Estratto del testo:
Oggi pubblichiamo l’undicesimo lavoro della serie di Roberto Lorenzini, dedicata al tema della monogamia e delle sue implicazioni psicologiche, affettive, relazionali e, perché no, sessuali. Lorenzini propone una tesi forte: la monogamia non funziona. E qui chiude il suo racconto con la rassegna delle ricerca e una conclusione.
MONOGAMIA E TRADIMENTI – (Nr. 11) Ricerche e conclusioni
11. Rassegna delle ricerche
Il fatto che le relazioni amorose evolvano nel tempo non è certo una scoperta sensazionale ed è anzi sotto gli occhi di tutti. Mi limito in questa sede a riprendere il lavoro di rassegna complessiva dello stato dell’arte di Garcia (1998) perché nel descrivere le fasi cronologiche in modo non molto dissimile da quanto fatto nel corso degli episodi di questa rubrica, sottolinea come tali mutamenti siano ascrivibili al diverso dosaggio delle tre dimensioni che, secondo l’interessante teoria triangolare dell’amore di Stenberg (Morino et al., 2005) costituiscono l’amore romantico e che sono: la passione, l’intimità e l’impegno.

Consegna:
Modifica il brano sulla monogamia in tutto il tratto che va da "Oggi pubblichiamo l’undicesimo" fino a "e una conclusione.", mettendo "tesi netta" al posto di "tesi forte".

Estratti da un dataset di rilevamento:
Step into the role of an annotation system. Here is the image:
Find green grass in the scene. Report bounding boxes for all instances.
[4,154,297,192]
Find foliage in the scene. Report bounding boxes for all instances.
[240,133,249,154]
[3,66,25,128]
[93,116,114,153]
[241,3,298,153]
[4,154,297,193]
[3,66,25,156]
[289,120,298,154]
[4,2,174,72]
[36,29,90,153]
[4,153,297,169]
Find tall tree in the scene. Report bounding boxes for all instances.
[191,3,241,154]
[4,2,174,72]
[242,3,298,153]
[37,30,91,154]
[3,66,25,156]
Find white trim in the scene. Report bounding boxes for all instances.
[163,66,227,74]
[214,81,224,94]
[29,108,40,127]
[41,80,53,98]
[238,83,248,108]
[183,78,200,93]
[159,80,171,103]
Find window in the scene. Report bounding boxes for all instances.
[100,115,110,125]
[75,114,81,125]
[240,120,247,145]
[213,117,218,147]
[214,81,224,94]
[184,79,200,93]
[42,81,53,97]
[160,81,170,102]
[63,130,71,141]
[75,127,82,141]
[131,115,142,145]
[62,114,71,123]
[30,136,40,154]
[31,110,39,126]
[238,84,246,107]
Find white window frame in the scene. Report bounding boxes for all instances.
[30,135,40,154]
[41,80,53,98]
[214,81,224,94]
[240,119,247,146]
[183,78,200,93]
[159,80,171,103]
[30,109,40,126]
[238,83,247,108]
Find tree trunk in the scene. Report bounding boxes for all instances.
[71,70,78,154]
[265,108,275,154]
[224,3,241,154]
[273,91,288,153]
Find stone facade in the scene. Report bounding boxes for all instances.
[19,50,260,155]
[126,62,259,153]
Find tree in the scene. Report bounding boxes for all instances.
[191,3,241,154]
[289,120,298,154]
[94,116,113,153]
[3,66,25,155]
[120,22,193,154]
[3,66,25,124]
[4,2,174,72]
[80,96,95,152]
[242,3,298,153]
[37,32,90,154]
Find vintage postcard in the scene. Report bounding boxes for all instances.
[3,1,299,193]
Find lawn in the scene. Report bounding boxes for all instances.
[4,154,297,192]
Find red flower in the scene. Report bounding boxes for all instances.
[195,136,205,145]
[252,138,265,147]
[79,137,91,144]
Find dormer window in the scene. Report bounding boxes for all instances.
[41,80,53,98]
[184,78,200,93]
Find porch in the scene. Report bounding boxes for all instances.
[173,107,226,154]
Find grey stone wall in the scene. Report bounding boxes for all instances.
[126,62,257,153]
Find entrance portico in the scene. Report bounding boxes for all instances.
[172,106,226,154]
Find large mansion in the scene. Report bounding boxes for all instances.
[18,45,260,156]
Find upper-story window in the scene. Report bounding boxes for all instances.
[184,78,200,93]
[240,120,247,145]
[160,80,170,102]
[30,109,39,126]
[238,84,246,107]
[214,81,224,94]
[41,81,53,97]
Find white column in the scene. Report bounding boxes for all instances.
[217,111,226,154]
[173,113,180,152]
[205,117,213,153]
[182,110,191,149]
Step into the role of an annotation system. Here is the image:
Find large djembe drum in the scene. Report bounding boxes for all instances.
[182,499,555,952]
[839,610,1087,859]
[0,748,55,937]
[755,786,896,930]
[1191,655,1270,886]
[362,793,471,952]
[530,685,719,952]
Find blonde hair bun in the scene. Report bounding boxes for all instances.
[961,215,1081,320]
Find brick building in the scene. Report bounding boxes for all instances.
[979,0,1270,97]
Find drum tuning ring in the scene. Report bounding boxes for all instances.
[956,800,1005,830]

Risposta scritta:
Oggi pubblichiamo l’undicesimo lavoro della serie di Roberto Lorenzini, dedicata al tema della monogamia e delle sue implicazioni psicologiche, affettive, relazionali e, perché no, sessuali. Lorenzini propone una tesi netta: la monogamia non funziona. E qui chiude il suo racconto con la rassegna delle ricerca e una conclusione.